In China, food is a serious affair, and one that is best enjoyed with as many people as possible. In the States, if you show up to a restaurant with a party of 12 and no reservation, you’re likely to set the staff into a frenzy of table-rearranging — and that’s if you’re not turned away at the door. Here, most niceish restaurants are filled with oversize round tables, with just a few four-tops off to the side. There’s a good reason for this — Chinese food is, really, best eaten in a large group.
Since everything is served family-style, the more people you have, the more dishes you can try. It doesn’t matter if the restaurant can’t get everything to the table at once, since if they did, the food would get cold long before it was finished. The best Chinese dinners are hours-long affairs, with dishes trickling out of the kitchen about as quickly as they are finished. The meal is a leisurely stroll through the menu, beginning with cold dishes and moving through stirfries to cold fruit or small pastries. Bouts of eating are interrupted by spells of conversation and the occasional round of “棒子, 棒子, 棒,” a Chinese drinking game along the lines of “rock, paper, scissors.” At such meals, the lazy susan is a key force for equality — it keeps everyone from hoarding the best dishes.

----

WHAT IS ASKED:
1. Print the section of the passage on Chinese group dining that starts with the words "In China, food" and ends with "a large group.", copied character for character.
2. Output exactly the lines of the listing below that run from the line containing "For every instance of the large" through the line containing "x=1242, y=40", with both of those lines included.

SOURCE RECORDS:
----

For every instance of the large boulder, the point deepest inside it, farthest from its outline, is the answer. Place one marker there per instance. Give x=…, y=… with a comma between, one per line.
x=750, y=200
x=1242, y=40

----

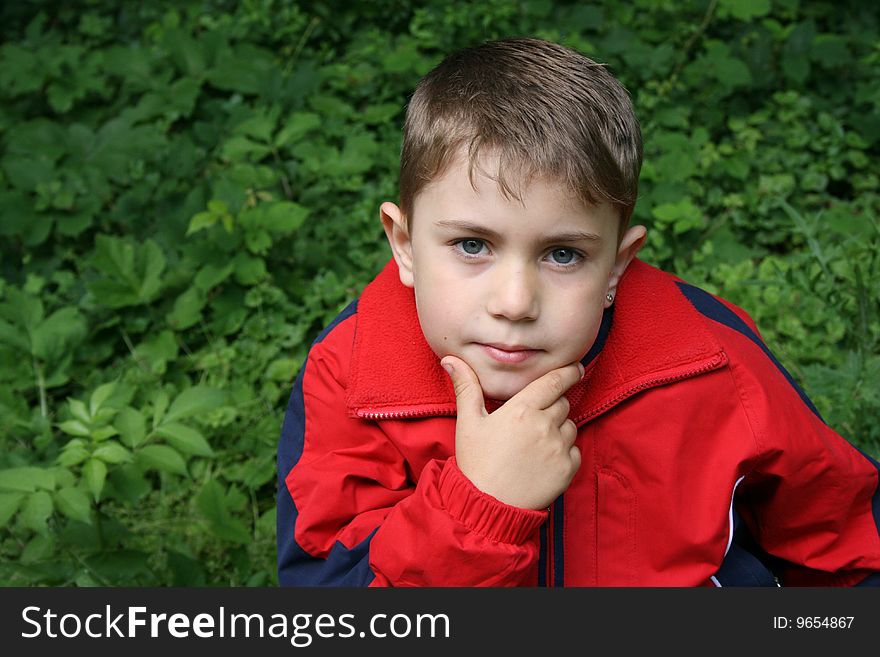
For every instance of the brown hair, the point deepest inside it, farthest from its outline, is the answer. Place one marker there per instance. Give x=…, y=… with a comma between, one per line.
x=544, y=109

----

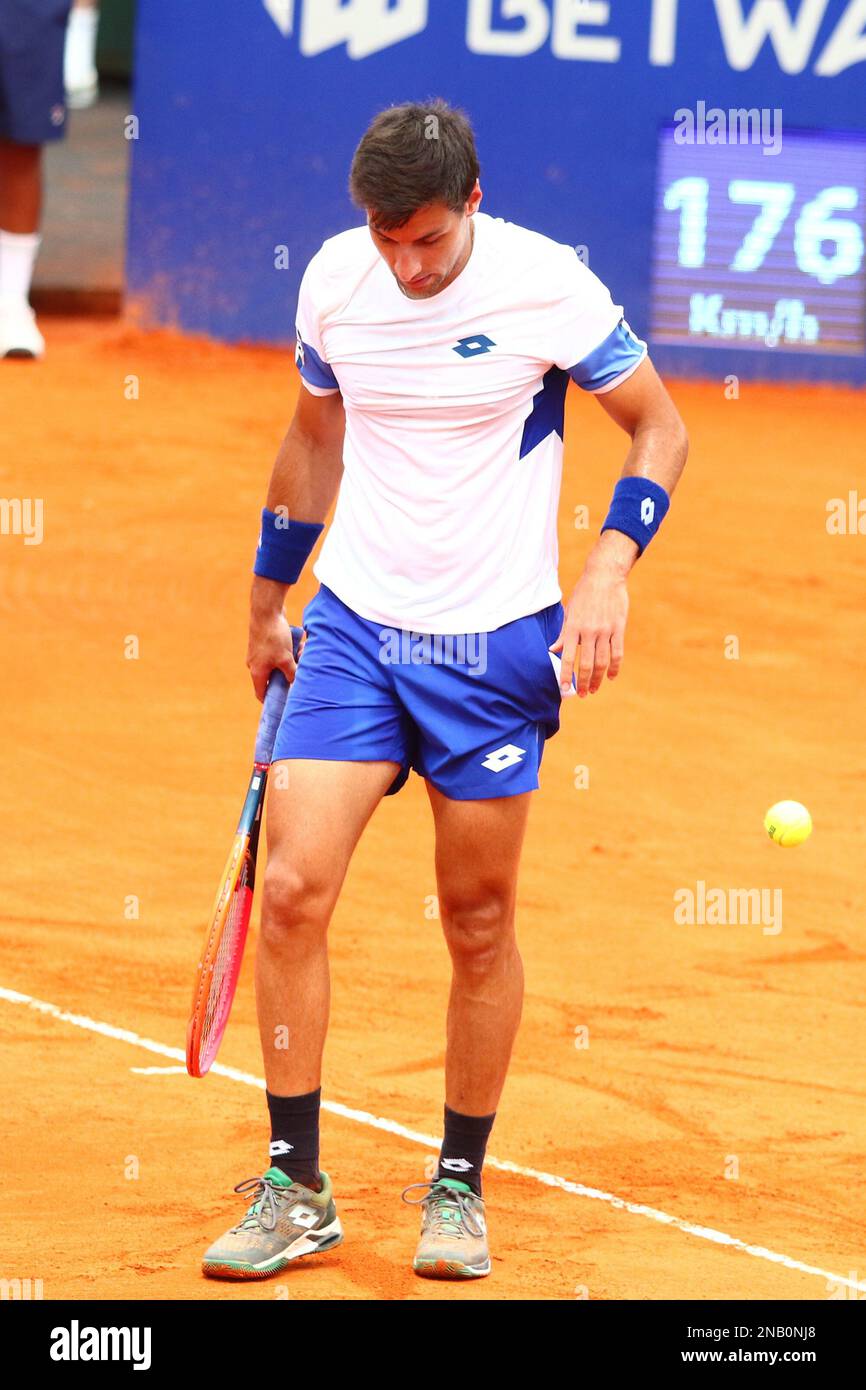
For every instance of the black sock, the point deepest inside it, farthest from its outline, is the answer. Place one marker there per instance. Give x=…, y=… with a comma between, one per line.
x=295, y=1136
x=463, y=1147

----

SOLUTIONS PER TASK:
1.
In China, food is a serious affair, and one that is best enjoyed with as many people as possible. In the States, if you show up to a restaurant with a party of 12 and no reservation, you’re likely to set the staff into a frenzy of table-rearranging — and that’s if you’re not turned away at the door. Here, most niceish restaurants are filled with oversize round tables, with just a few four-tops off to the side. There’s a good reason for this — Chinese food is, really, best eaten in a large group.

2.
For every instance of the large boulder, the point deepest inside it, farthest from its outline, is the answer. Place one marker there per instance. Give x=…, y=… with a comma between, one per line.
x=750, y=200
x=1242, y=40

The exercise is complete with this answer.